▸ **Information**

*** Begin section ***

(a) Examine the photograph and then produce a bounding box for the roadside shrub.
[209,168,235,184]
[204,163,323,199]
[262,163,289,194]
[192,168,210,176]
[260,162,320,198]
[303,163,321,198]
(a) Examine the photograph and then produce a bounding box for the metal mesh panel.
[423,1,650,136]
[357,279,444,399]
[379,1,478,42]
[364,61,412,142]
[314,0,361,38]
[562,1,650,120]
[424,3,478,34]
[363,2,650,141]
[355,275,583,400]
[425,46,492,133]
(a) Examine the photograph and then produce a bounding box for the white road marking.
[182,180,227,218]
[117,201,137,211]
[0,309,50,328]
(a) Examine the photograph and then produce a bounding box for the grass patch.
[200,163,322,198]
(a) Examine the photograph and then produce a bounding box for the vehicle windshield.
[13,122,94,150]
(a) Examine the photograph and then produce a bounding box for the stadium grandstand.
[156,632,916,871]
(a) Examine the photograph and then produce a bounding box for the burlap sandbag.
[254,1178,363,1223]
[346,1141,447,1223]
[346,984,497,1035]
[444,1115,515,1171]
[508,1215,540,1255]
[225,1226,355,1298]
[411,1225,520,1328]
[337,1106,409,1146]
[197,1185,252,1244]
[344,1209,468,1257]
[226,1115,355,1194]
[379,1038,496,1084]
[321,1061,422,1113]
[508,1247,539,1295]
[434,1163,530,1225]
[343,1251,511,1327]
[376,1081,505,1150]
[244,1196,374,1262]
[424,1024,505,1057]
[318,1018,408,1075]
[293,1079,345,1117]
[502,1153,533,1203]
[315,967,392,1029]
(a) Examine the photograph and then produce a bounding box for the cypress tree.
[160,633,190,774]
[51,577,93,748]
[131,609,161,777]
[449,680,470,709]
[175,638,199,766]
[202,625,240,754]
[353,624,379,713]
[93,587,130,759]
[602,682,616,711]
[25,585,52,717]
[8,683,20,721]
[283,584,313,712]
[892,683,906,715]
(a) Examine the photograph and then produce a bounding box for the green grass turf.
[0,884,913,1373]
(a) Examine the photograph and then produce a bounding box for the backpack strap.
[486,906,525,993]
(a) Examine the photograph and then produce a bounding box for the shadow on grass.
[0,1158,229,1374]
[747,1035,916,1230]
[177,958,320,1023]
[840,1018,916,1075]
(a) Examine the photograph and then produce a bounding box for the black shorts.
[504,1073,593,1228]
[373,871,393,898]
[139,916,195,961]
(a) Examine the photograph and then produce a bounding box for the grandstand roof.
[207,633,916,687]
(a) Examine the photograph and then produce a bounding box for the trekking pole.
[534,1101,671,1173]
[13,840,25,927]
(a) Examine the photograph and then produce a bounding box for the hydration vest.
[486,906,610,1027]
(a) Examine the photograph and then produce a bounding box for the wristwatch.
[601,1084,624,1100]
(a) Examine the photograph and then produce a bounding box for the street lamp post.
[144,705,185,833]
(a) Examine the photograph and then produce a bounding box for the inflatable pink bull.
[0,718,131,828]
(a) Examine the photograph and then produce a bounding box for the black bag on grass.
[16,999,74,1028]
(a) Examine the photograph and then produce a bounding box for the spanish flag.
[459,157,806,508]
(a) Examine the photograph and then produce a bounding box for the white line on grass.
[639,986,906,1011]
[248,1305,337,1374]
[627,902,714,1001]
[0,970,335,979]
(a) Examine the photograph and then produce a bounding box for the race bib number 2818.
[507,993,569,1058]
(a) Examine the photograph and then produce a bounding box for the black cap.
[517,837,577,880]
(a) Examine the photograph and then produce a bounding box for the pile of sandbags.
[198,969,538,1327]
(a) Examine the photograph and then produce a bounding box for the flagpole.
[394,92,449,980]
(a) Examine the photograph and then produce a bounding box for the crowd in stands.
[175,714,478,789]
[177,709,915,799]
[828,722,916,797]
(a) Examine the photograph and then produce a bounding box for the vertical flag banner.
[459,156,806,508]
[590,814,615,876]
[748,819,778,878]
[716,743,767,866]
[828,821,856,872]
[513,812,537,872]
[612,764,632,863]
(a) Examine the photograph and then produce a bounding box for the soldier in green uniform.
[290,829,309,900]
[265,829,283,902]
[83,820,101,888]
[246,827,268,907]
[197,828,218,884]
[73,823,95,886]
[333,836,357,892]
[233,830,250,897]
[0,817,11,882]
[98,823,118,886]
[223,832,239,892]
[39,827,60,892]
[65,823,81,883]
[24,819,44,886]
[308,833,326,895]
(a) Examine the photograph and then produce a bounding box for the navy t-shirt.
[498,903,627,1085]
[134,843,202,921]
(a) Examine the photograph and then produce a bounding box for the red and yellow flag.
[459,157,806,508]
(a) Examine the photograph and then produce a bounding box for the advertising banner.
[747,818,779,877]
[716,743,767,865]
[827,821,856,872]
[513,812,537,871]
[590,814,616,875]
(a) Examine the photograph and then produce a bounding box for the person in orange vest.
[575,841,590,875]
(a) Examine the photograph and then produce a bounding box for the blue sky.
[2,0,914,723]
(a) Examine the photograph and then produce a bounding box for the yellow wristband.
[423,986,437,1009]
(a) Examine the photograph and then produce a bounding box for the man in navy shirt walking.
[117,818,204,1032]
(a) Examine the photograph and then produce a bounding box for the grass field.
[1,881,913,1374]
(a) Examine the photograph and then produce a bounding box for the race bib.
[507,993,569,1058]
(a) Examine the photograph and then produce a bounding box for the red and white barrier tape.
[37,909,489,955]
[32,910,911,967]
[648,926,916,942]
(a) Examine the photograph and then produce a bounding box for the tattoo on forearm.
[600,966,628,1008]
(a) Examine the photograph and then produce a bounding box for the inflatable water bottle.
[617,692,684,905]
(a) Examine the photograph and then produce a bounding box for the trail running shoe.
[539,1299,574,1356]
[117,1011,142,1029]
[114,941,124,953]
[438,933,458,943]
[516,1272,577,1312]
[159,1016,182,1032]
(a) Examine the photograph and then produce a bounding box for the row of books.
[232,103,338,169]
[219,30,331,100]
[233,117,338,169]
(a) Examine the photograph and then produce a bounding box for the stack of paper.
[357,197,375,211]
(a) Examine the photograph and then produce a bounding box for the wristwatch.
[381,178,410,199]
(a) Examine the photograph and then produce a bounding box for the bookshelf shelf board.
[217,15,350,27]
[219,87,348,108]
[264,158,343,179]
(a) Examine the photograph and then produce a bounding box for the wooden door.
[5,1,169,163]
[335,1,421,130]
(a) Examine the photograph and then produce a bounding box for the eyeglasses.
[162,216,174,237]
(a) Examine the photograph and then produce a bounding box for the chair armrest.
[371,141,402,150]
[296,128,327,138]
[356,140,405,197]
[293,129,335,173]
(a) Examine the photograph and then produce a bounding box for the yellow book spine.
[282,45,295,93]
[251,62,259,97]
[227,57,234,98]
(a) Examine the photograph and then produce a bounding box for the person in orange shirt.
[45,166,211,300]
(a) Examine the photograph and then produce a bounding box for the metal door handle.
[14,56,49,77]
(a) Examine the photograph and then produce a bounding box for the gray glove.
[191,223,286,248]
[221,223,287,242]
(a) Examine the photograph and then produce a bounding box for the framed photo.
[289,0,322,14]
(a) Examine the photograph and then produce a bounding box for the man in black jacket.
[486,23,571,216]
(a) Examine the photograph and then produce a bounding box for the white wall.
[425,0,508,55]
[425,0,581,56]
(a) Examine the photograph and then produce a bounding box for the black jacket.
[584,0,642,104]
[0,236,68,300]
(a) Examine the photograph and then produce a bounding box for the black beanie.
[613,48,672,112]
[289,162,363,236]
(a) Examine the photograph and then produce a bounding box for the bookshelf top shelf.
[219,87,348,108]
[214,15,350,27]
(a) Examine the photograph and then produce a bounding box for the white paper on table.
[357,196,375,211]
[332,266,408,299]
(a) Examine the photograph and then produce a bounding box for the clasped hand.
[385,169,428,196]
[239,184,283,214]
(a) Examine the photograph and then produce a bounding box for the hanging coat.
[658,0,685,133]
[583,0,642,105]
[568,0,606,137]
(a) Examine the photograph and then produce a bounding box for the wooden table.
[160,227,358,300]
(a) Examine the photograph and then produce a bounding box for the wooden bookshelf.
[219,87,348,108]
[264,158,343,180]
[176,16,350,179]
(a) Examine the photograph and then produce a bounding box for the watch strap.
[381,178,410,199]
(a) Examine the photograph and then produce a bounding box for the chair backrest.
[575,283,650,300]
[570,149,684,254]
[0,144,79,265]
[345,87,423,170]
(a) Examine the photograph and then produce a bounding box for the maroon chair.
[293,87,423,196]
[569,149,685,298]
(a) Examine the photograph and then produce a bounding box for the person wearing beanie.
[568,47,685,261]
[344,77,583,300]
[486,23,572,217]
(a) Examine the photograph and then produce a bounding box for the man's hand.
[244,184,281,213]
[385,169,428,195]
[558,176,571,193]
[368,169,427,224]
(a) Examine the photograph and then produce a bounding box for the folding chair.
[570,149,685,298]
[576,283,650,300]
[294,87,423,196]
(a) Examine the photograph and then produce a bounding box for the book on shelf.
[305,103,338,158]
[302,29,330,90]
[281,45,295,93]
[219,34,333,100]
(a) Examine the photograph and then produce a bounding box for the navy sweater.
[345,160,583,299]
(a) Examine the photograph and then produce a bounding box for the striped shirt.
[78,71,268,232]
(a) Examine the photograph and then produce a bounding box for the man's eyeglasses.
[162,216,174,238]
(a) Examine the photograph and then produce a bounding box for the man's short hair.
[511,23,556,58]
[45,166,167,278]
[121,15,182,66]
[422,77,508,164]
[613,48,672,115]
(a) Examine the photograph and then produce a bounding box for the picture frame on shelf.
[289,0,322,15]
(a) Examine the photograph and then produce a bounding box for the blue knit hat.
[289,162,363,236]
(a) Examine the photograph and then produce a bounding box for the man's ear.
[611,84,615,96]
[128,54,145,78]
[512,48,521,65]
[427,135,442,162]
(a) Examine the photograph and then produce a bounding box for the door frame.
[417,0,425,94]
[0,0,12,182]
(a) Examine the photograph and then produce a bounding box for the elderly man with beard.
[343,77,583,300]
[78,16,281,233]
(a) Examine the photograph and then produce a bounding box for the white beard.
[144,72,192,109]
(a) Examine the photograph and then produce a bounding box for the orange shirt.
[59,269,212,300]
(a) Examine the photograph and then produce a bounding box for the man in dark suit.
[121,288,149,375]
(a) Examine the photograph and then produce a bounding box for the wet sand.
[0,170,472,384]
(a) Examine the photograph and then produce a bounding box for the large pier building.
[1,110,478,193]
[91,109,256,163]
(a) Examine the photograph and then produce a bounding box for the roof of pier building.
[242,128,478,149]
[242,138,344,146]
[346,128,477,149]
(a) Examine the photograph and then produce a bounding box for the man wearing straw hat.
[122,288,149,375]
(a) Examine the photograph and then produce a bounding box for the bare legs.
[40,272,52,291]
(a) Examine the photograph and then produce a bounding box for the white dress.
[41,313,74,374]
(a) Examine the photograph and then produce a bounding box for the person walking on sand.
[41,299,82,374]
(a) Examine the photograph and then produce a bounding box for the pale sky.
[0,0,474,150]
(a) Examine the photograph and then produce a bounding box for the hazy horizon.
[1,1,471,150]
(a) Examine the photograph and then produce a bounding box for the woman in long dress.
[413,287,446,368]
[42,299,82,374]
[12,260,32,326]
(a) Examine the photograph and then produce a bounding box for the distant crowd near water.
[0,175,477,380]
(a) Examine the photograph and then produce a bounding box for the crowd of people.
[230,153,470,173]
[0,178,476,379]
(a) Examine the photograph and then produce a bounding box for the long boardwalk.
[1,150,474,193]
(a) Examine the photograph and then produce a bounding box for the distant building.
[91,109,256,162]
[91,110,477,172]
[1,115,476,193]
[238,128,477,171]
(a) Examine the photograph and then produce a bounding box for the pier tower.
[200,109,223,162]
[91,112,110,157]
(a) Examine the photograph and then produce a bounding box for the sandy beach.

*** End section ***

▸ **Your assignment**
Retype the lines beginning at the one containing "crowd of people." and ending at the final line of the material, both included.

▸ **Answer box**
(a) Examine the photograph and then produce a bounding box for the crowd of people.
[230,153,470,173]
[0,178,476,379]
(a) Examine the photograph and then produce a bounding box for the long boardwalk.
[1,150,474,193]
(a) Examine the photograph and then produce a bounding box for the distant building.
[91,109,256,162]
[91,110,477,172]
[1,115,476,193]
[238,128,477,171]
(a) Examine the photograph and then produce a bounding box for the pier tower.
[200,109,223,162]
[91,112,110,157]
(a) Examine the photograph and then produce a bounding box for the sandy beach.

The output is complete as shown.